Passage given:
┌────────
Whether you want to know how many mobile devices accessed your contact page from Albania or what percentage of your traffic is made up of “travel buffs,” the questions you have about your website and its audience can most likely be answered by Google Analytics—no matter how silly or granular they may be.
In fact, the problem with GA’s data haystack is that most people don’t know where to find the needles of information they are actually looking for. Instead, they get distracted by vanity metrics and try to make decisions based on macro trends that tell them little about the best way to optimize their site.
Google Analytics can be a deeply complicated place and easy to get lost in for people new to this program. However, these best practices can act as a guide for you, helping you bypass much of the meaningless data so that you can quickly and easily navigate to the answers you need.
When using GA becomes less random wandering and more a targeted journey from A to B, you'll save time, focus on data points that matter to you, and get a better understanding of how your website is performing, so you can make the decisions that will put it on track to grow and succeed.
1. Learn What's New With Google Analytics 4
If you have only seen the notification emails and kept thinking "I really need to read up on that," then this is the time. Google's Universal Analytics (UA) was the older version that stopped collecting data in July 2023. Website managers have been making the transition to Google Analytics 4.
The change helps website managers and app creators find more meaningful analytics that reflect the way people are interacting with them online. Measuring app users is a great example.
└────────
Material provided:
┌────────
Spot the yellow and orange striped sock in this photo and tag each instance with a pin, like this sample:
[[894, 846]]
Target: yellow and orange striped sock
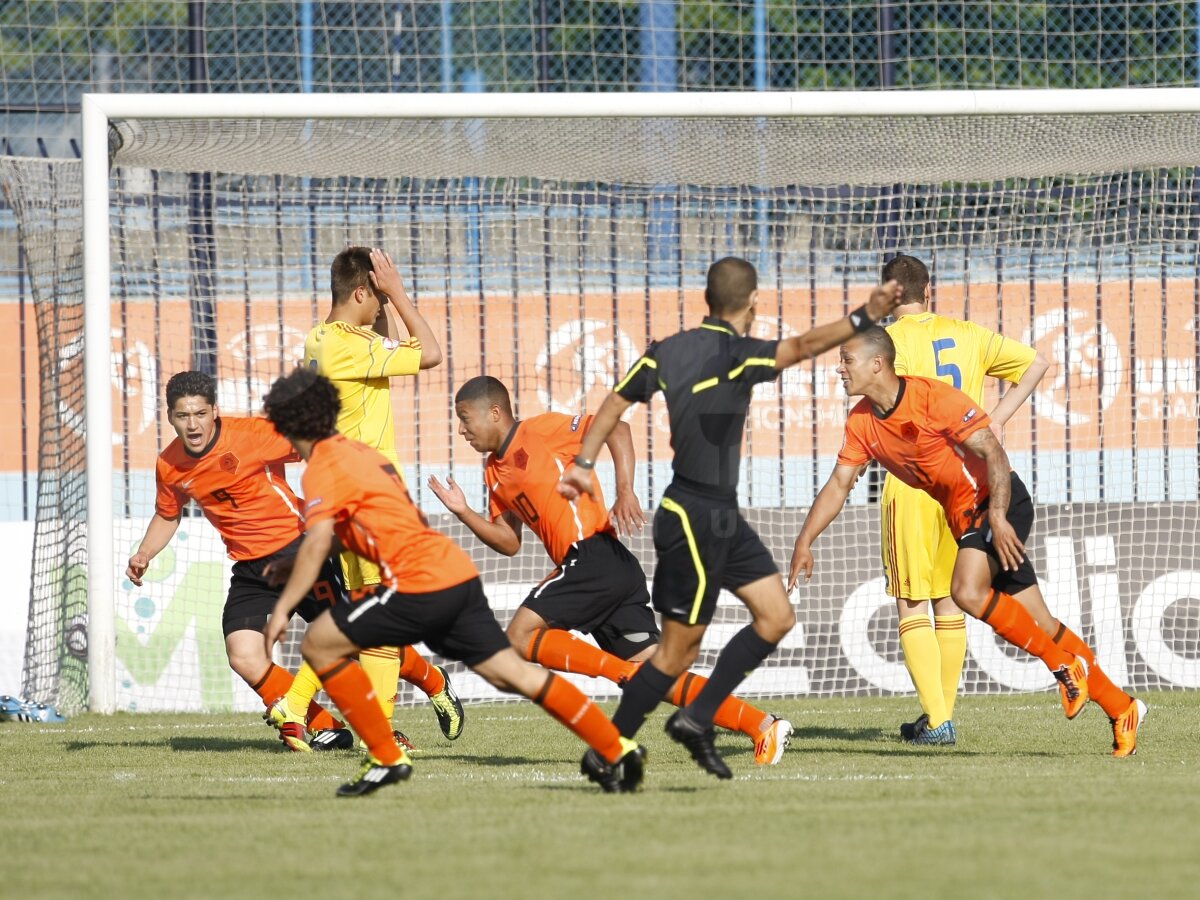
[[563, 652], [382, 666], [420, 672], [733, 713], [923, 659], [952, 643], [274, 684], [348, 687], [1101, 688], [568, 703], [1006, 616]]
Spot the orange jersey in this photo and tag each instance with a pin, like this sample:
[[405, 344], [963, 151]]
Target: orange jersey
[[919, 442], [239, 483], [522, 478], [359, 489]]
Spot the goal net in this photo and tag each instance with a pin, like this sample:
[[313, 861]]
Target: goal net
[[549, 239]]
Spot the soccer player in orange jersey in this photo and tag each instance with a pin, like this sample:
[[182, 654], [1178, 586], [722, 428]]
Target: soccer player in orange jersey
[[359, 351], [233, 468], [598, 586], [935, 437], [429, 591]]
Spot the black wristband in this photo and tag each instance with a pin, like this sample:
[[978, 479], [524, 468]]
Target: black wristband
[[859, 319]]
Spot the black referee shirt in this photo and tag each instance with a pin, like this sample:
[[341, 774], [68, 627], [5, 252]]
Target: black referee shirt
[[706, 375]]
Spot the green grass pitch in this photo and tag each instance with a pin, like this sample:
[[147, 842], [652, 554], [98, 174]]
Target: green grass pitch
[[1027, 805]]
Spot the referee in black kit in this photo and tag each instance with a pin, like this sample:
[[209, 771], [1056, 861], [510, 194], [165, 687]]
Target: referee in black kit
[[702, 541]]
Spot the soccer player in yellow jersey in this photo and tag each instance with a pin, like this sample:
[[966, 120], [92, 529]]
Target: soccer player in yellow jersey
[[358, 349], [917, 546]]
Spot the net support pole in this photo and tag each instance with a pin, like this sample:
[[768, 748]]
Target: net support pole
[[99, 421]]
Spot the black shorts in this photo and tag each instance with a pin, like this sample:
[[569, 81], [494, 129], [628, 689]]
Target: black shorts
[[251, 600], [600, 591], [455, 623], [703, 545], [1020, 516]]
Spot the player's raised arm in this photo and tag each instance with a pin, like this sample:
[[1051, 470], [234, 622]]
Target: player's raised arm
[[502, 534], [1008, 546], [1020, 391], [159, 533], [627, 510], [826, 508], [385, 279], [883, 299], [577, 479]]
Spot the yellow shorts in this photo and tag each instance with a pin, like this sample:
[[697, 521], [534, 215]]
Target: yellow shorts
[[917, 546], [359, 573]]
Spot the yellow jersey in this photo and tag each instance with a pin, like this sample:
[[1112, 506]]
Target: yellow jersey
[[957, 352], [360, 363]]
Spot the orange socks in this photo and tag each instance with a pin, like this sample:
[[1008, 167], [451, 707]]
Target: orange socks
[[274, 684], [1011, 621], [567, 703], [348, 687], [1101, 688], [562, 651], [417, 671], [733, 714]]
└────────
Challenge 1:
Answer the following questions about the Google Analytics passage.
(a) When did Universal Analytics stop collecting data?
(b) By what do people get distracted instead of finding the information they are looking for?
(c) What does the passage call a great example of the more meaningful analytics that the change provides?
Challenge 2: Reproduce the rows from their beginning through the line containing "299], [577, 479]]", inclusive, keeping the requests, and multiply every pin coordinate in the answers by 1.35, rounding to whole numbers with halves rounded up. Leave the sample coordinates in the requests unchanged, and omit the picture lines.

Right answer 1:
(a) July 2023.
(b) Vanity metrics.
(c) Measuring app users.

Right answer 2:
Spot the yellow and orange striped sock in this photo and tag each instance with a pin, like this sample:
[[894, 846]]
Target: yellow and orange striped sock
[[760, 880], [516, 899], [567, 907], [990, 963], [1246, 890], [1285, 868], [370, 923], [470, 927], [1486, 929], [767, 949], [1358, 832]]
Spot the orange jersey in this photo and tag each instance with a pin, like this sample:
[[405, 344], [963, 151]]
Target: orange jersey
[[1241, 597], [323, 652], [705, 645], [485, 660]]
Spot the goal net in this photo and tag each instance with a pin, like this sample:
[[313, 861]]
Target: goal net
[[741, 323]]
Spot the soccer player in orange jersey in this photo and tag each instance with a pin, like this sample:
[[182, 654], [1178, 586], [722, 428]]
Target: soccer player in orange jersey
[[485, 474], [315, 632], [807, 791], [1262, 590], [579, 798]]
Spot the black wristband in this photo and tag each instance with a pin, like this sample:
[[978, 479], [524, 468]]
Target: black wristband
[[1160, 431]]
Spot the black referee shirt in this photo and tag each instance with a pin, like this sample:
[[341, 774], [68, 627], [5, 252]]
Target: black referee shirt
[[953, 506]]
Spot the green grass pitch in this photo and tag each instance with a pin, like this sample:
[[147, 842], [652, 554], [98, 174]]
Target: green grass pitch
[[1386, 1087]]
Spot the referee in black kit in this photo and tag each instance with a pin, like this sample:
[[209, 771], [1056, 861], [510, 194], [165, 687]]
Target: referee in black kit
[[948, 730]]
Spot the soccer player in yellow jersey in this photo and tag each instance with a pin, like this sample:
[[966, 120], [92, 529]]
Target: soccer player in yellow jersey
[[483, 471], [1238, 737]]
Spot the net support pole in this photo and tag each instance with a pin, like this sample:
[[768, 748]]
Target: net support pole
[[134, 568]]
Spot the black shorts in this photo and tag each instance with a pin, like this sample:
[[569, 81], [494, 129], [628, 689]]
Target: black shorts
[[339, 810], [810, 798], [614, 841], [949, 736], [1377, 697]]
Spot the player's raised arm in this photo and tag each instance with a pin, like this sample:
[[1051, 470], [234, 622]]
Target: player's raised arm
[[678, 721], [1361, 737], [1377, 528], [215, 720], [846, 689], [1115, 686], [520, 377], [1192, 404], [779, 647]]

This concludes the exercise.